[Region pointing data]
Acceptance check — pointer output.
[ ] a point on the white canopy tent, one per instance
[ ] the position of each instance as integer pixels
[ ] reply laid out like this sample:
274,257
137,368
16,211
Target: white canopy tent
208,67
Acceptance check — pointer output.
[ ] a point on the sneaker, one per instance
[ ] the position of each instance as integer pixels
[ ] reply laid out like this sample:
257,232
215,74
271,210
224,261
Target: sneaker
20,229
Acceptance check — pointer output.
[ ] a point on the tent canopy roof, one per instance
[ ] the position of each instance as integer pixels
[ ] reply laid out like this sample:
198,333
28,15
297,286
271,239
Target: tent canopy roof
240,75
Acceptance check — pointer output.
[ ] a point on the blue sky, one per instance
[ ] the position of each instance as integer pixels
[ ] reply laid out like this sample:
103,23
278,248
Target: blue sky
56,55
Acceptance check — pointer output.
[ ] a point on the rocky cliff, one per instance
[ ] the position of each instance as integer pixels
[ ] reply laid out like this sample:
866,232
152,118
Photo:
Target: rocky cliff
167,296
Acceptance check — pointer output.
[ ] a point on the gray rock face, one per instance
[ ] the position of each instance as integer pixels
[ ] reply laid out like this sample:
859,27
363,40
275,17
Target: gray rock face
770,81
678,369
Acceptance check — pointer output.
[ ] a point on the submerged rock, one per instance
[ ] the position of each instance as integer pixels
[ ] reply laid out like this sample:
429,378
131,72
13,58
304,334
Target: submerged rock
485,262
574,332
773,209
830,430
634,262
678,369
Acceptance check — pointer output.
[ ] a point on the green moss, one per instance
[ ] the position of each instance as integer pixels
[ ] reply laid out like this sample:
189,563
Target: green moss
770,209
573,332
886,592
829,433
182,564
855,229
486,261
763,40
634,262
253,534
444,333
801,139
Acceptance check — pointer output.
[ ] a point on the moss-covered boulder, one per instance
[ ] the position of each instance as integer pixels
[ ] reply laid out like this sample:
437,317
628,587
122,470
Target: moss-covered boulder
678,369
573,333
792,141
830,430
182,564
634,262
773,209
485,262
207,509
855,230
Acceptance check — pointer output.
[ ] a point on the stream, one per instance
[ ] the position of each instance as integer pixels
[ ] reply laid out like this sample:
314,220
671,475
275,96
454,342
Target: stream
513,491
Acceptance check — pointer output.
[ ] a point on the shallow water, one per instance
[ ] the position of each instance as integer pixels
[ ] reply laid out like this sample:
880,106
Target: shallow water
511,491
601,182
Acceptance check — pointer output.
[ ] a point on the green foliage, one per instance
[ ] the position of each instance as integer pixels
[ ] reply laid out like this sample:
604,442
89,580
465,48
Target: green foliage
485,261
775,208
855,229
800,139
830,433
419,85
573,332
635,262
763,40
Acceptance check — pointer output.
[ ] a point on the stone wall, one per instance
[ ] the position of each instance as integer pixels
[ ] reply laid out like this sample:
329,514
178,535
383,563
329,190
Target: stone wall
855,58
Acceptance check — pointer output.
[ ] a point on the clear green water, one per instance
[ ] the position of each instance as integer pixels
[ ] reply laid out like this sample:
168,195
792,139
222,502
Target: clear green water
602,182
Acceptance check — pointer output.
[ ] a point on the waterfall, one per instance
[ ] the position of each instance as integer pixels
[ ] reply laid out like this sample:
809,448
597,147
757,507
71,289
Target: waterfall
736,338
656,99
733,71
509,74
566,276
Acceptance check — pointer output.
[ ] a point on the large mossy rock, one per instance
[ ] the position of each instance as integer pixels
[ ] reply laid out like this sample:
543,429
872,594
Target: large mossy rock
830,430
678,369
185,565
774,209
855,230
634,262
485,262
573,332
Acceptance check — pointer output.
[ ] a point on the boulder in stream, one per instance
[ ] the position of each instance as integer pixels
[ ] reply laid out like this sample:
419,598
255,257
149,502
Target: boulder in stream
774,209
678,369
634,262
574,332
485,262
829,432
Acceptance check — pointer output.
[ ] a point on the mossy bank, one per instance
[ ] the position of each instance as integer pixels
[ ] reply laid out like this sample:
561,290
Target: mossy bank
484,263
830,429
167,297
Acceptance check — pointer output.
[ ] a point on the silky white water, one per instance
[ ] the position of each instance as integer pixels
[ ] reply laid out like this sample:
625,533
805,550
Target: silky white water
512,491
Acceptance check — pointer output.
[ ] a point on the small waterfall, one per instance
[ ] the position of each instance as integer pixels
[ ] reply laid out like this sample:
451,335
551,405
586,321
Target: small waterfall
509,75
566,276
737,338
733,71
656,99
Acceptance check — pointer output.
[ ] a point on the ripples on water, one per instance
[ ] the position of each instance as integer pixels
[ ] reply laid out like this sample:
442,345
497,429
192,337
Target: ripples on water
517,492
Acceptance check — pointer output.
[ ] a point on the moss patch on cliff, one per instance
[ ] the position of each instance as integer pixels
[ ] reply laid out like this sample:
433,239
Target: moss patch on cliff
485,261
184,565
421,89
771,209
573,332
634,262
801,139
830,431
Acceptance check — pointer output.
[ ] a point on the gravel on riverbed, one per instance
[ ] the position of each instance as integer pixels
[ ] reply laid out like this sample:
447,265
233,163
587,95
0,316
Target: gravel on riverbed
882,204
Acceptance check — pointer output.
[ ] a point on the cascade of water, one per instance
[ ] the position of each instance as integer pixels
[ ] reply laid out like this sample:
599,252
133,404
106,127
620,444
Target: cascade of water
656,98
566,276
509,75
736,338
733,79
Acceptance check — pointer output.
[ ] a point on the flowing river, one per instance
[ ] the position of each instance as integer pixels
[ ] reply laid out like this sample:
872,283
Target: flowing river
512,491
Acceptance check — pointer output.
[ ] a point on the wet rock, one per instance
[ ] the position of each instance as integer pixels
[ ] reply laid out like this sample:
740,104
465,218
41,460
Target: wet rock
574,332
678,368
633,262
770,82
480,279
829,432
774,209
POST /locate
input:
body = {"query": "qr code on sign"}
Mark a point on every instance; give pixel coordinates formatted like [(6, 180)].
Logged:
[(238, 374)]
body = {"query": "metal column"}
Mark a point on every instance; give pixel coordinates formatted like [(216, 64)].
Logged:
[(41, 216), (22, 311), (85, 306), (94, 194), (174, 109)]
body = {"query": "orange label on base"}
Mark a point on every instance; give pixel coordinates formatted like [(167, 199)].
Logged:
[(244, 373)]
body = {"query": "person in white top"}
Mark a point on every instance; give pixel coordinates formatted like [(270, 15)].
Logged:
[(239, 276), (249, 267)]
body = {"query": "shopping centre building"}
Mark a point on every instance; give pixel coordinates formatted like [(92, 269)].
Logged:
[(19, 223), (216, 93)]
--
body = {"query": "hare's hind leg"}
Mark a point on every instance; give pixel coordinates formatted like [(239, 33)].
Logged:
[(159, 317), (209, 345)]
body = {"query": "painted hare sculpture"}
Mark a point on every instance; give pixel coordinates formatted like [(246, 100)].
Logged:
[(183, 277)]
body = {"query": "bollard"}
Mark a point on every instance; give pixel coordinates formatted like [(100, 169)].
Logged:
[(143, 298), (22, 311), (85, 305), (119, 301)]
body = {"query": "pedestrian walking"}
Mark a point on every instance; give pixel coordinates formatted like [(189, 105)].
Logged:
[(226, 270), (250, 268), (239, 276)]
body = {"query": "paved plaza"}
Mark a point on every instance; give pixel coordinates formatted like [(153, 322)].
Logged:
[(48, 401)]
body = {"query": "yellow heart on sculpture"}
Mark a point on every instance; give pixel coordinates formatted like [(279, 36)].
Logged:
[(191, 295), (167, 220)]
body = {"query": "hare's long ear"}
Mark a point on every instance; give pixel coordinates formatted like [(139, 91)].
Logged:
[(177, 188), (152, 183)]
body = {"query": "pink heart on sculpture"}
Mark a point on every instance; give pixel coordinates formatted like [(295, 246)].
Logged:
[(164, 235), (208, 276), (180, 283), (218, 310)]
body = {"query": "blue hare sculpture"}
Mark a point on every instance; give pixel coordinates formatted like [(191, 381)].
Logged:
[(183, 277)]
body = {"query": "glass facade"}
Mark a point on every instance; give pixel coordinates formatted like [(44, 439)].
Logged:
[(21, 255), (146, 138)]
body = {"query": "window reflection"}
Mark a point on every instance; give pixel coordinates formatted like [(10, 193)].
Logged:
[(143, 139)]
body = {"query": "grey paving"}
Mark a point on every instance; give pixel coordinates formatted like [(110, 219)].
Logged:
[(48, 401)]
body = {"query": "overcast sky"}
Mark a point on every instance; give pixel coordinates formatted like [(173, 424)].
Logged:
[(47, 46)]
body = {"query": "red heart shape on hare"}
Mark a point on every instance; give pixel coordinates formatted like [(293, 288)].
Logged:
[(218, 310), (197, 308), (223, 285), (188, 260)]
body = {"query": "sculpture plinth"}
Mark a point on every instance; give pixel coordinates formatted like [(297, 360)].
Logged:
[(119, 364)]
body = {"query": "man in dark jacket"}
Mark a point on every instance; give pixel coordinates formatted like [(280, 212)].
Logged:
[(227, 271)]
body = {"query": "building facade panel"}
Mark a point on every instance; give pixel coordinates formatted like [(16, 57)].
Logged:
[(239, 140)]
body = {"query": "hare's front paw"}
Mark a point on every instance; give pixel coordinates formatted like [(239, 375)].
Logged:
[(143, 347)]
--
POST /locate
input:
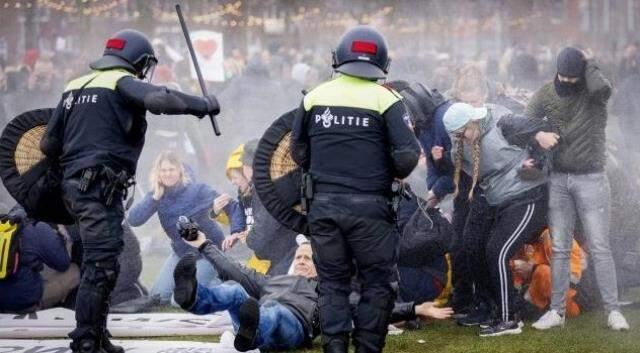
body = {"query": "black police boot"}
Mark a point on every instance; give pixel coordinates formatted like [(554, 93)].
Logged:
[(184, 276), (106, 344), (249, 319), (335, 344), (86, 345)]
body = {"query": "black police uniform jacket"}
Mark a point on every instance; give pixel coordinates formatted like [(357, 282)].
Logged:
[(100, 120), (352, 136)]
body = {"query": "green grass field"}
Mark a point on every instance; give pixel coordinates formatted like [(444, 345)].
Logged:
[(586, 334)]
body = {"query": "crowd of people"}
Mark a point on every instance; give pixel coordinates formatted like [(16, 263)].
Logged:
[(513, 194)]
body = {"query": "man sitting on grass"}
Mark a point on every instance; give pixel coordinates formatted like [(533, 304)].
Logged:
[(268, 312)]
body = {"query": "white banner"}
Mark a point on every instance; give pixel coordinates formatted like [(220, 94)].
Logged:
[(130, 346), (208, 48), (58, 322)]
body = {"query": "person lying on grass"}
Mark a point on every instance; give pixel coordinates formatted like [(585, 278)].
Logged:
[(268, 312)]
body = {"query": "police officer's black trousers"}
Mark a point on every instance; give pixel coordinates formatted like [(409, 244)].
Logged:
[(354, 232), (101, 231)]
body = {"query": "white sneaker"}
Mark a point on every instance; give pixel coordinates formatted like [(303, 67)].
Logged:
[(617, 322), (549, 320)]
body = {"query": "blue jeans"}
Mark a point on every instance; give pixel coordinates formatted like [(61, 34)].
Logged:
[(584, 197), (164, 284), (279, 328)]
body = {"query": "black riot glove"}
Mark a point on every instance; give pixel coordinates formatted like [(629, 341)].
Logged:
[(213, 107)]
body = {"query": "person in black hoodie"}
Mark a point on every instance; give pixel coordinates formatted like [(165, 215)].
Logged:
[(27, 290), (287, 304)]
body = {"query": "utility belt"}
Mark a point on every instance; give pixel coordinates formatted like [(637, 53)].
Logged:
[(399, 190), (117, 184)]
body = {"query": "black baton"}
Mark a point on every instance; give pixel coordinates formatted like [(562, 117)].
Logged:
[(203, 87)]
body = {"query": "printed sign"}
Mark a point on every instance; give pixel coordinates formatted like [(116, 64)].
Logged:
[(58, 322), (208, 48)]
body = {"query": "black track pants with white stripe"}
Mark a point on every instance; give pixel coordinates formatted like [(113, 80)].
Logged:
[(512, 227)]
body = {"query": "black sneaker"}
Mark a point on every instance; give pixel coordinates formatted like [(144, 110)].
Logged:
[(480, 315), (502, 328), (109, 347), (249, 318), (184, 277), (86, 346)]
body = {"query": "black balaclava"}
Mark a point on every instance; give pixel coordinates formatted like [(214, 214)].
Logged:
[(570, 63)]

What is being asked = Check each line of the entries for the string "police". Copy the lines that have it.

Response to this exercise =
body = {"query": "black police boot"}
body = {"query": "black police uniform jacket"}
body = {"query": "police officer's black trousers"}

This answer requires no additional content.